Task brief:
Count the lines in the rows below that contain the word "broken", treating uppercase and lowercase as different. Give only the number.

[Extracted records]

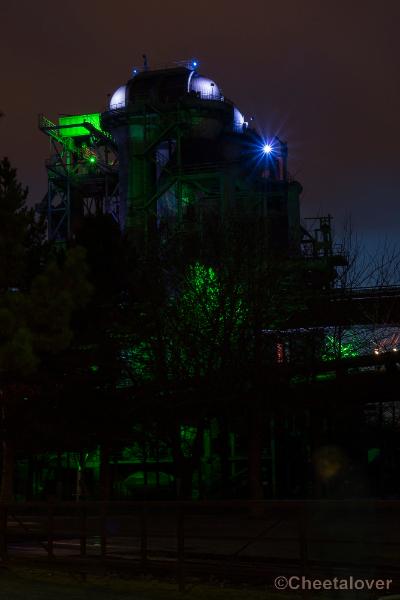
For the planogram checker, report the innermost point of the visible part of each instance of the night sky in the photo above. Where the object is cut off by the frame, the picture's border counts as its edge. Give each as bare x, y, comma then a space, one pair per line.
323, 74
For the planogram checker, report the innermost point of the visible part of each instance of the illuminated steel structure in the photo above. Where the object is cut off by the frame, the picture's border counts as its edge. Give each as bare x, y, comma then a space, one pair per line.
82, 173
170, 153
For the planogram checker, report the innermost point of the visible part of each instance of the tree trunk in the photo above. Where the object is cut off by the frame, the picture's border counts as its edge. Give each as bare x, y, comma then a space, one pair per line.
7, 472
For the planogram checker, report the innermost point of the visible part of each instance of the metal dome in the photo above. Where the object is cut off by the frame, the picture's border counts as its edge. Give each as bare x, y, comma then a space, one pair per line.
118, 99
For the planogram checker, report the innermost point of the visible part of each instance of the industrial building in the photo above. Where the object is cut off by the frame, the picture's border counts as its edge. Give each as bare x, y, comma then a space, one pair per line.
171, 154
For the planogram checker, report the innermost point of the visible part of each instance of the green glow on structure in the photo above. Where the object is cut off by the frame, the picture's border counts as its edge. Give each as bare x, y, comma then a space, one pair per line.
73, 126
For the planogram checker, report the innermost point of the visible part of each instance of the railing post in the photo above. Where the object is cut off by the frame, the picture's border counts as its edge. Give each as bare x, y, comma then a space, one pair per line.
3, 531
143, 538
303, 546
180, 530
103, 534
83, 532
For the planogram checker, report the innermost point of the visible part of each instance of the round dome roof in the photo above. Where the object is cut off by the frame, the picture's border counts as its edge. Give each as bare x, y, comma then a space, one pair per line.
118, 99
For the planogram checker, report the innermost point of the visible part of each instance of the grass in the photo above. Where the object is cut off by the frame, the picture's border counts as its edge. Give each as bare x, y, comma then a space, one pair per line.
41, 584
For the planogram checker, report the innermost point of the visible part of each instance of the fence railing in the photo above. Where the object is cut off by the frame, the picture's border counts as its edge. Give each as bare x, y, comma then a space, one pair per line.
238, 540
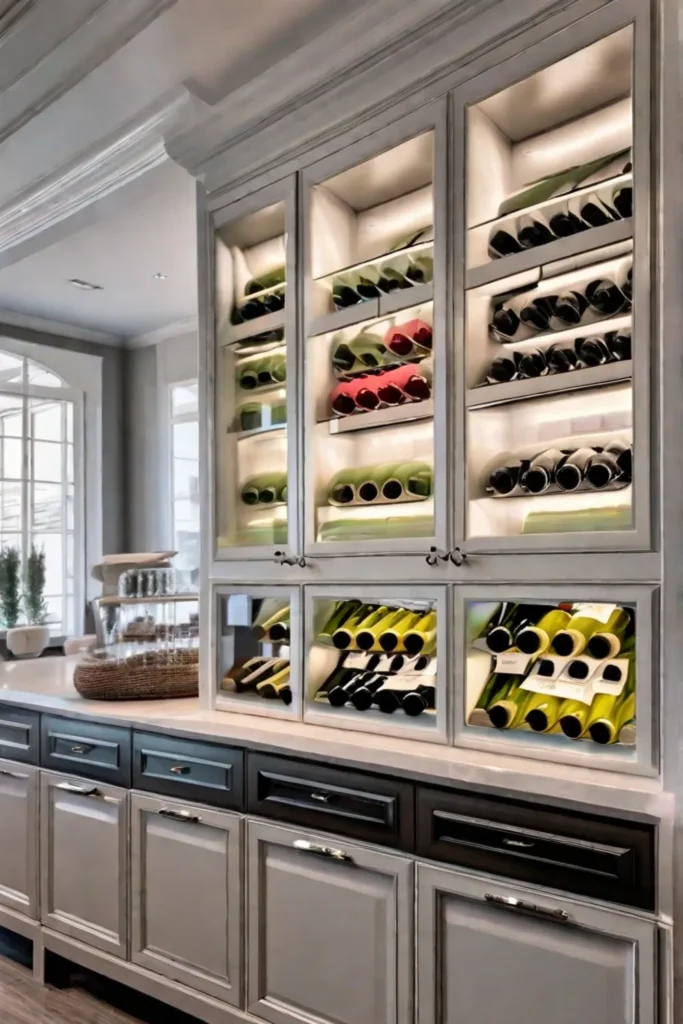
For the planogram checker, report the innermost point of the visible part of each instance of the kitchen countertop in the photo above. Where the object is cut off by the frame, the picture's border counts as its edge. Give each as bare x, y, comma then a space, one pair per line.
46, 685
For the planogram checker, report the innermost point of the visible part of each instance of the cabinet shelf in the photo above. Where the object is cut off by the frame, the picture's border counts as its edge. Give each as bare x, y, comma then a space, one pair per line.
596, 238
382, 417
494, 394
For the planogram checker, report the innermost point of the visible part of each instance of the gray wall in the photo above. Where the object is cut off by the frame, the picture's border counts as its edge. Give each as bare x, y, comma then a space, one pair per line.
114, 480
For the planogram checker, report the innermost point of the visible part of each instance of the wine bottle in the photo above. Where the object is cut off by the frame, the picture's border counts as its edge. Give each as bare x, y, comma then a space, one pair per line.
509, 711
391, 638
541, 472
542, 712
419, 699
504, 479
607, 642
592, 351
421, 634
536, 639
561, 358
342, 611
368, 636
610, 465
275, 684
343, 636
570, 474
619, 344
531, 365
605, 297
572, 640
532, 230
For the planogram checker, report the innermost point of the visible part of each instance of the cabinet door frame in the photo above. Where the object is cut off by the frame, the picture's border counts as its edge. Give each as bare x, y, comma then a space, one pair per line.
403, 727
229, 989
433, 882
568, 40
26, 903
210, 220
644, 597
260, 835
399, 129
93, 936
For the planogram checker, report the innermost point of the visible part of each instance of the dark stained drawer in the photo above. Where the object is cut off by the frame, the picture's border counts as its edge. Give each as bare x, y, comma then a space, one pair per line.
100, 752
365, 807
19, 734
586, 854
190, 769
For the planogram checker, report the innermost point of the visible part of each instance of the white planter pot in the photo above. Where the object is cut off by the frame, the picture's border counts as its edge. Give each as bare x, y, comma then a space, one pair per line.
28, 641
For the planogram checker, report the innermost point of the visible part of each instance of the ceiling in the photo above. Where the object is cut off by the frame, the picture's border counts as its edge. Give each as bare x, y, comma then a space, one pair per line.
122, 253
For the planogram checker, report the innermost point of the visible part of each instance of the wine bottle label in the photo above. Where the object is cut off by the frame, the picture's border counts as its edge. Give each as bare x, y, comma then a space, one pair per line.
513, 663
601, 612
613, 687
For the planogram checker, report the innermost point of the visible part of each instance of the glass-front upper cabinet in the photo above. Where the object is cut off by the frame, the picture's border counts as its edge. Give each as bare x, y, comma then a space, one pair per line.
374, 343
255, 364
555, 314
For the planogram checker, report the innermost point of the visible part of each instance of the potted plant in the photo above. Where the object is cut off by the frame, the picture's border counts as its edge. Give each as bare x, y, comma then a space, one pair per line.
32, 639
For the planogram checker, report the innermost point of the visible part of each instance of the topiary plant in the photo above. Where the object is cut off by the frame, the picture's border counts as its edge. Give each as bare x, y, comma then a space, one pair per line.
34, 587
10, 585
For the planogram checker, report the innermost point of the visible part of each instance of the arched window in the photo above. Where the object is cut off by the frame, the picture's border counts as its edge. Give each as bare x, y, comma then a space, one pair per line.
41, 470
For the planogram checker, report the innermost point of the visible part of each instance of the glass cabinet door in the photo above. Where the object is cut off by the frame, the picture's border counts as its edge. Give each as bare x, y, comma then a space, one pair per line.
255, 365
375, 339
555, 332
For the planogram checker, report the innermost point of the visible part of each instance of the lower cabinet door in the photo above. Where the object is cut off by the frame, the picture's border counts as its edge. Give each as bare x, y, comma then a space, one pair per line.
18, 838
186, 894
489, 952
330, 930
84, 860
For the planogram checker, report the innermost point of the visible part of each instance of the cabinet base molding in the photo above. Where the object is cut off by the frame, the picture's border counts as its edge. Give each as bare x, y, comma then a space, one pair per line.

---

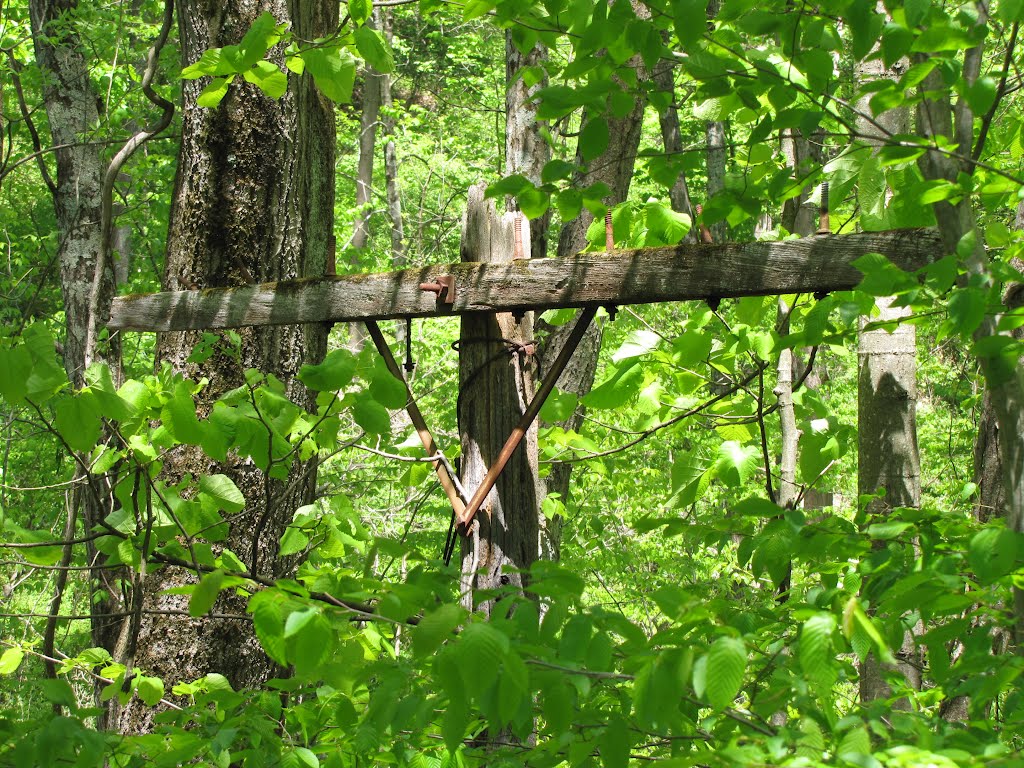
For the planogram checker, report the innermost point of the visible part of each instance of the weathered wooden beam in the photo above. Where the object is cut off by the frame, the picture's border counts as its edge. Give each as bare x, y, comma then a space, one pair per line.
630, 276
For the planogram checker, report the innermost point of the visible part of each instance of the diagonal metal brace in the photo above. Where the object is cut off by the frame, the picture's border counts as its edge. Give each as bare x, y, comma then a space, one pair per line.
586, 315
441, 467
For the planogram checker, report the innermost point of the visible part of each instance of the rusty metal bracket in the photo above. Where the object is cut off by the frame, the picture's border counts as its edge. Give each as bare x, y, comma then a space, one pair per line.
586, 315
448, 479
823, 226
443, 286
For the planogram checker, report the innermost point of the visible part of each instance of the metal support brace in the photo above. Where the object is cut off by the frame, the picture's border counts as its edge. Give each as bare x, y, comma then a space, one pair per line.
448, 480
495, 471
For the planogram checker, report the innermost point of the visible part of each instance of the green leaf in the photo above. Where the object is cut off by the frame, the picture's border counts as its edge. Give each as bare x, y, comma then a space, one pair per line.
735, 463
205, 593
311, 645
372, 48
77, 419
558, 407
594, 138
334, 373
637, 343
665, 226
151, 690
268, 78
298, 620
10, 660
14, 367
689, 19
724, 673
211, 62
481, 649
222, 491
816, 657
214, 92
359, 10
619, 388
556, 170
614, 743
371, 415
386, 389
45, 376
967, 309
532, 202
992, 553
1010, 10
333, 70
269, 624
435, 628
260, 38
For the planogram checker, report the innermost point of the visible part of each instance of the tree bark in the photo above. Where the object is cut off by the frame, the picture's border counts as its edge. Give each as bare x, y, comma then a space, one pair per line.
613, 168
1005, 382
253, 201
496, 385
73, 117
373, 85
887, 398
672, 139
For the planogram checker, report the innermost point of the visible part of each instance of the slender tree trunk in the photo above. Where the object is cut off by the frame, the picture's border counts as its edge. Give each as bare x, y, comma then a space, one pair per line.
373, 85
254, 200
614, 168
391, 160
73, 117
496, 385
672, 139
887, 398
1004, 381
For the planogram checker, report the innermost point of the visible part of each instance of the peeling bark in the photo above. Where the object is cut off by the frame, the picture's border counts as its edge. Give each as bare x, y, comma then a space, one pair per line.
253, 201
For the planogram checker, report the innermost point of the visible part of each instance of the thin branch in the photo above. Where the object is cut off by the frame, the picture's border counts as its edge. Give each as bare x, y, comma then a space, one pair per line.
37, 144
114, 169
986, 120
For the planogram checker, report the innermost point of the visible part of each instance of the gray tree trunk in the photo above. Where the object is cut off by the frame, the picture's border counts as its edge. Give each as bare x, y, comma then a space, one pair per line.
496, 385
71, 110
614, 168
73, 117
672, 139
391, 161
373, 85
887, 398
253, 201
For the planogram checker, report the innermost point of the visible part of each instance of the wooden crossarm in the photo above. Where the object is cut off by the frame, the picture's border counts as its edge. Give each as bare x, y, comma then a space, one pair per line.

* * *

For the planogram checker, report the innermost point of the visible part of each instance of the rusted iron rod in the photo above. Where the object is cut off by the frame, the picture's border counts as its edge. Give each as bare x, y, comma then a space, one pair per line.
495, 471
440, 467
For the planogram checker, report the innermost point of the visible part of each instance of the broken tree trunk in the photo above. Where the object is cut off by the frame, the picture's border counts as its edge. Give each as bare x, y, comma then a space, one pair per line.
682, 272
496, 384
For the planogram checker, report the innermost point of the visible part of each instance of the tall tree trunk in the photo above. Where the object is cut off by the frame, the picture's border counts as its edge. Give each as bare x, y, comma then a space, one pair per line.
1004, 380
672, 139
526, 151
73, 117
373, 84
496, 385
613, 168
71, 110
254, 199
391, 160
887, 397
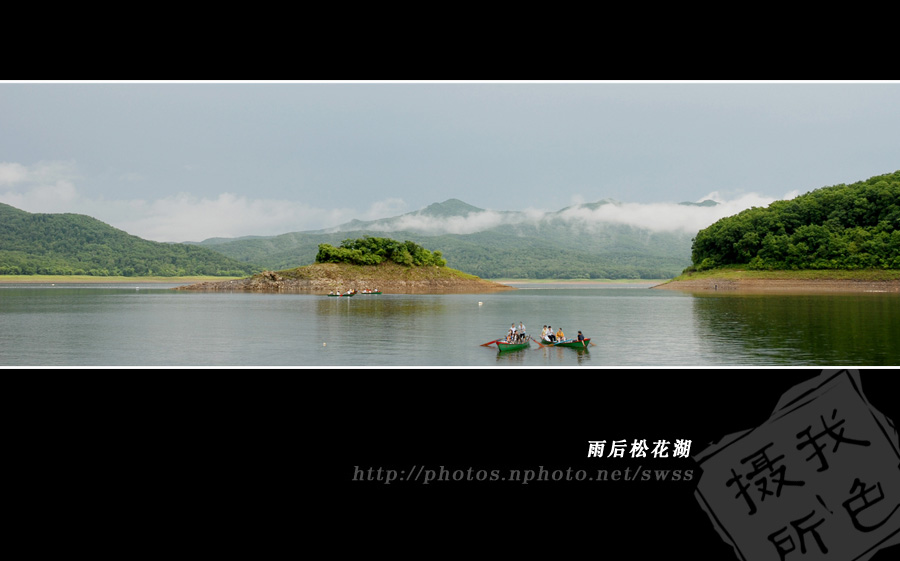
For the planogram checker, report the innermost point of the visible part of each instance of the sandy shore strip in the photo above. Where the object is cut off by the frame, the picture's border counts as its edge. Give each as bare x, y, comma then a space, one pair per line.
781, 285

The answer:
1